Would you write out the whole listing below exactly as given?
[PROVIDED RECORDS — start]
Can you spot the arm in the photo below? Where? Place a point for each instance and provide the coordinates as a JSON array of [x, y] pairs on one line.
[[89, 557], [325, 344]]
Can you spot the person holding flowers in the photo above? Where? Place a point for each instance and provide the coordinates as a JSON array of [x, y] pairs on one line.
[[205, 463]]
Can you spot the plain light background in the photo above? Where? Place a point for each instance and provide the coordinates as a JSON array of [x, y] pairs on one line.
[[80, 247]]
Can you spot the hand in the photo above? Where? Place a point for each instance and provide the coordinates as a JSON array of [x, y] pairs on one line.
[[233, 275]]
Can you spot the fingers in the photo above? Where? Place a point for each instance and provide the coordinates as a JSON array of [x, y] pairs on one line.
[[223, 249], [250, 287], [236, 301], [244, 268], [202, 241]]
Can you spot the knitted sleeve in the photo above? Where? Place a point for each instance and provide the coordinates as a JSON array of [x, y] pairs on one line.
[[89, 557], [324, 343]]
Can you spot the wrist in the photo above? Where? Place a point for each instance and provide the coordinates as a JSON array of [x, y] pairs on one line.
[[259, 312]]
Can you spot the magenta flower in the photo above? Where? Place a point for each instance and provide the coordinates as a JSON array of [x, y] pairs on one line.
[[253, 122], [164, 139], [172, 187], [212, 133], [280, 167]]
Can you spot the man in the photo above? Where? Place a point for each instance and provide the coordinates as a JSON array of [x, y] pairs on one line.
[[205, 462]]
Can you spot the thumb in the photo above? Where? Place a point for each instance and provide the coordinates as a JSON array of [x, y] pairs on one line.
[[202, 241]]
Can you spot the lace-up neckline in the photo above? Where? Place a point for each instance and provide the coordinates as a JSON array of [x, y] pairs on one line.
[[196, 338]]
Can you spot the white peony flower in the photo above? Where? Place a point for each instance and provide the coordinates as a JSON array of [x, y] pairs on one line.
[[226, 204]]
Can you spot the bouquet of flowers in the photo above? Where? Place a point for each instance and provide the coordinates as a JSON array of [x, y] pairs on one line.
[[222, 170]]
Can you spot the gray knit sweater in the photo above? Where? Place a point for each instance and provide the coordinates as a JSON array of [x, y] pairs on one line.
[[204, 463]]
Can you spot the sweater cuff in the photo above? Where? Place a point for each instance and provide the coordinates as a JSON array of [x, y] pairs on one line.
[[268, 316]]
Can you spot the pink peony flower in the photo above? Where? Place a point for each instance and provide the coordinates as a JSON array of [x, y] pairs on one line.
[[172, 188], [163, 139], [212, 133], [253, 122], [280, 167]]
[PROVIDED RECORDS — finish]
ANSWER BELOW:
Can you spot the arm in the photo below? Where? Place a point for each instance and provide the coordinates as a JSON array of [x, y] pairs on one line.
[[89, 557], [325, 344]]
Can you spot the person holding flowers in the photo above? Where? Place a point for each instance and provide the coordinates as a JSON array of [x, y] pairs on one line.
[[205, 463]]
Can you spot the plain light background in the photo above? Where? Place a point for each instance and provide the coordinates as a JSON array of [x, y] pairs on one line.
[[80, 247]]
Can you spot the hand in the photo above? Where? Place a point for each instance and provide the coordinates as a JSON array of [x, y] pairs on one line.
[[233, 275]]
Can you spot the fingers in the photo above? Where? Place a point for each instance and provide the coordinates as a JSON array of [x, y] pairs on one line.
[[223, 249], [250, 287], [236, 301], [244, 268], [202, 241]]
Can you spot the knitted sleeve in the photo above? Where? Place a point for each instance and provide the coordinates as a JSON array of [x, y] pairs on one line.
[[89, 557], [324, 343]]
Can you spot the wrist in the photo above? Where? Place a point for each instance and provide the coordinates as a JSON array of [x, y] pairs on one line.
[[259, 312]]
Can you spot the magenta flower in the photo above? Where? Place a point for each instance and provide the coordinates as a JSON array of [x, y] pairs on one line.
[[253, 122], [164, 139], [172, 187], [212, 133], [280, 167]]
Can you spot the man in the photo above? Where? Place a point for each instance and provide the coordinates as a JSON array of [x, y] pairs on one line.
[[205, 462]]
Can you spot the thumb in the photo above? Where? Place a point for each instance and provide the coordinates as a JSON array of [x, y] pairs on one line.
[[202, 241]]
Can you spot the lace-up neckline in the photo above? Where? Place a point for each instance and provide the coordinates as a JSON array of [x, y] pairs on one line.
[[196, 338]]
Can you spot the white peony flower in the photo above? Where? Place a point for each instance and provide the coordinates as a JSON array of [x, y] pairs on one line.
[[226, 204]]
Can you spot the bouquet of flowers in the photo above? Where? Place a point for each instance and provide the coordinates as a JSON array of [x, y] pairs on one line.
[[222, 170]]
Can you spot the gray knit sweater in the photo above? Where? Place a point for each instance and provide the coordinates as a JSON array of [x, y] pairs on one line.
[[204, 463]]
Can you spot the sweater cuff in the photo above? Where? Place a point for each instance and provide the coordinates as a JSON array of [x, y] pairs on one line.
[[268, 316]]
Can you spot the pink peony flower in the photo above? Where? Place a point for each instance and provide the coordinates as a JSON array of [x, y] pairs on one line.
[[172, 188], [163, 139], [212, 133], [253, 122], [280, 167]]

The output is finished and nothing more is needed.